DIRECTIONS FOR THIS TASK>
Reproduce the lines below from the one that contains "the man's raised" through the end, inclusive, and add nothing.

ROWS>
◆ ◆ ◆ ◆ ◆

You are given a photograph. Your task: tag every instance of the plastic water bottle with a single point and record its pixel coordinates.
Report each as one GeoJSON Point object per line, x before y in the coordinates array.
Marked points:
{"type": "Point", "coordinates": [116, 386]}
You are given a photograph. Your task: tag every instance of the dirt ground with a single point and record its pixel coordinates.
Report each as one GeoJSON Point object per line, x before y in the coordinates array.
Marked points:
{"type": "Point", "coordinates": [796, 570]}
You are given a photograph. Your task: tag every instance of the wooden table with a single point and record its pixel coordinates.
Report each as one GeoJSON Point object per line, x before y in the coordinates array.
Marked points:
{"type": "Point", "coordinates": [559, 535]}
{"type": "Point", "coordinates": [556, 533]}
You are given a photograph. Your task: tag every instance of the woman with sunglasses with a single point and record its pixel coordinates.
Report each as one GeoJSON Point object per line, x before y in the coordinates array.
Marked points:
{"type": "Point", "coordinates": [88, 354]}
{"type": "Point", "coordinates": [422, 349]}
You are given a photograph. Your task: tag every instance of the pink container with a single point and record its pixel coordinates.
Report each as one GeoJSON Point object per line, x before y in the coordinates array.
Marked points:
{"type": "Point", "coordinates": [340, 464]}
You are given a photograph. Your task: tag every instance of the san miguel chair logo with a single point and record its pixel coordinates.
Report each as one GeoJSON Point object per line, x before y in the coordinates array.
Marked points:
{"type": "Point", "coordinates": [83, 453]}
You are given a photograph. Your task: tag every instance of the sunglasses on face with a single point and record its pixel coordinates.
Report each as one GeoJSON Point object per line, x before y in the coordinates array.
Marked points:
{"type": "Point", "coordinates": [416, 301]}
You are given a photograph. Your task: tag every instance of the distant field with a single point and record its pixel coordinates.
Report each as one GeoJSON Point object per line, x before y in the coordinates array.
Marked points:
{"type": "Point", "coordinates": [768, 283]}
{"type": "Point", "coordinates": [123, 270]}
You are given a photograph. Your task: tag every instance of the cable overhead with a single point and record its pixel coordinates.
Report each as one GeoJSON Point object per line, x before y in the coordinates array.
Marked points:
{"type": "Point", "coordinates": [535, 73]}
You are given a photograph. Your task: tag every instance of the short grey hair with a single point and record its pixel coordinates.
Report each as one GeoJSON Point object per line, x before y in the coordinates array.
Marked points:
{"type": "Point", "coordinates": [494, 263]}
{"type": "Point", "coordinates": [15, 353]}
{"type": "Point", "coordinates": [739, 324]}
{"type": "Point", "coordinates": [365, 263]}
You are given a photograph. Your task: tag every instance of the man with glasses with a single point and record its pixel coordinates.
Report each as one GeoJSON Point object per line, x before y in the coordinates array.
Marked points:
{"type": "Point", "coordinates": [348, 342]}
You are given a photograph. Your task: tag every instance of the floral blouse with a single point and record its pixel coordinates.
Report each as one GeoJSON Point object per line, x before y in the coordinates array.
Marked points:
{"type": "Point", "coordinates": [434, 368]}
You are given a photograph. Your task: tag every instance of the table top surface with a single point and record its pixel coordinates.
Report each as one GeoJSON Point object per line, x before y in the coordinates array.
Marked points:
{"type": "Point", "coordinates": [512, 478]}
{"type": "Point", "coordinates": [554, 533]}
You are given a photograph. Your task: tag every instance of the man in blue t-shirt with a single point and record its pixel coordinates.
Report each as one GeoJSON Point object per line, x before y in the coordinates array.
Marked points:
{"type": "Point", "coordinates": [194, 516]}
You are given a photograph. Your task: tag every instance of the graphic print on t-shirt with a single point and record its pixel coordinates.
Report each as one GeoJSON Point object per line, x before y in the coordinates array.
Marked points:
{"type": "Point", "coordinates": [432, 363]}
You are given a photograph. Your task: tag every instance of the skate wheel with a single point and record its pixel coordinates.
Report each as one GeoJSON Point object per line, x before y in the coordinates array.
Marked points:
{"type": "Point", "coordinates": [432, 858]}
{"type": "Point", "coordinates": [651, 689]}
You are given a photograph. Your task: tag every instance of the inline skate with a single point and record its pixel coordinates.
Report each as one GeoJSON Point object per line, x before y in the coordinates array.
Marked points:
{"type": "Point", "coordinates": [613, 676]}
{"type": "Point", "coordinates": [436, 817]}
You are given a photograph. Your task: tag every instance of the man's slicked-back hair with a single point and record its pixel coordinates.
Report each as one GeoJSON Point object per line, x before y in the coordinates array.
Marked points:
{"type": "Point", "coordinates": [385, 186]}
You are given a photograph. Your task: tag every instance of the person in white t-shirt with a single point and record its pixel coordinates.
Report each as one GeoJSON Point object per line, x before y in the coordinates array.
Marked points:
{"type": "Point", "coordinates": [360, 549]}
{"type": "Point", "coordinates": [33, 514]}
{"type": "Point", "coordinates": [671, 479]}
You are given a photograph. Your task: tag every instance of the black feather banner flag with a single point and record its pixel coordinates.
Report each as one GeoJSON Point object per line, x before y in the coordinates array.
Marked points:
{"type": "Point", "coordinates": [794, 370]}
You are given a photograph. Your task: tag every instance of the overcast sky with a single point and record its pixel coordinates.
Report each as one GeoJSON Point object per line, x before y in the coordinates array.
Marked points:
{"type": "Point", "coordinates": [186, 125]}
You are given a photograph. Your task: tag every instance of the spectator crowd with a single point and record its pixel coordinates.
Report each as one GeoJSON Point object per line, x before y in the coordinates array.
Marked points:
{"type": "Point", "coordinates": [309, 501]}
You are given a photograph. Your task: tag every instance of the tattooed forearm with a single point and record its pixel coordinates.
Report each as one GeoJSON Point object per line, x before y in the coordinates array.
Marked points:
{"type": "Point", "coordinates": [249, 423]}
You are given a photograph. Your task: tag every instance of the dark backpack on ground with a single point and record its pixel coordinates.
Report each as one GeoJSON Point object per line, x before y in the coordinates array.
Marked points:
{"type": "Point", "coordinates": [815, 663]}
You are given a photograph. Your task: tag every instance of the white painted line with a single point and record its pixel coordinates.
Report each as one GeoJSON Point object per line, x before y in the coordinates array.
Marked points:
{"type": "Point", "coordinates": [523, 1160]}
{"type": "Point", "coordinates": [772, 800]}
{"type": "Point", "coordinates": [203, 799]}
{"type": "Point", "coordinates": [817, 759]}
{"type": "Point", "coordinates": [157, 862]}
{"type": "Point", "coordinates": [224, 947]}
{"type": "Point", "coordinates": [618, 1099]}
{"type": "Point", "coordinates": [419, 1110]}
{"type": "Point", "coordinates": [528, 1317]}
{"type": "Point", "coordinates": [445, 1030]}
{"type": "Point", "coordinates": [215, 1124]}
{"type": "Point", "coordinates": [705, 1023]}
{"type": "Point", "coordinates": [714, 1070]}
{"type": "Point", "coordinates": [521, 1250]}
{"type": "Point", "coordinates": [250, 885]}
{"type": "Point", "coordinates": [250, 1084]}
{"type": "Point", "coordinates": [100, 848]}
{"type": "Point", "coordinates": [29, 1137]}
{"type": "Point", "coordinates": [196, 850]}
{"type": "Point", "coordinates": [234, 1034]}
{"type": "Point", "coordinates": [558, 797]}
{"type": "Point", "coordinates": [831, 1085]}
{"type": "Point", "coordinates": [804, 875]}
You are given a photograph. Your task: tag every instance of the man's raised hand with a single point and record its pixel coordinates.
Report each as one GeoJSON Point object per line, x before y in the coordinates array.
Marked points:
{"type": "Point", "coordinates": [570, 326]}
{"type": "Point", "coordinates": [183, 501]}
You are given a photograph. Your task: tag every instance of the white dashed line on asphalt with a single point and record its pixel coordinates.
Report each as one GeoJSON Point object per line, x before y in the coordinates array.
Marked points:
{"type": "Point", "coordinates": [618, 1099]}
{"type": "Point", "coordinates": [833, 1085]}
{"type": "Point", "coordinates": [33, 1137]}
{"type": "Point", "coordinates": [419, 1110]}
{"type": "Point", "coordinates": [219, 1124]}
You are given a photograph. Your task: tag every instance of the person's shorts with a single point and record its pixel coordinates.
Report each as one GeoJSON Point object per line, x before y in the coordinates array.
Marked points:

◆ ◆ ◆ ◆ ◆

TASK SOLUTION>
You are given a photograph. Your task: tag every instance of the man's raised hand with a single point and record its pixel coordinates.
Report each as one GeoJSON Point object per line, x before y in the coordinates array.
Marked points:
{"type": "Point", "coordinates": [570, 326]}
{"type": "Point", "coordinates": [183, 501]}
You are given a photograph. Your task: tag every instance of the white dashed line on asphalt with a single point and record its pixel coordinates.
Report each as one GeoJSON Point object per line, x before y in the coordinates array.
Marked points:
{"type": "Point", "coordinates": [618, 1099]}
{"type": "Point", "coordinates": [833, 1085]}
{"type": "Point", "coordinates": [33, 1137]}
{"type": "Point", "coordinates": [419, 1110]}
{"type": "Point", "coordinates": [219, 1124]}
You are given a photograph. Your task: tag every instance of the person's shorts with a single point and record its pixel coordinates.
Report each as one GeoJSON Point object per line, x before y in the coordinates array.
Marked points:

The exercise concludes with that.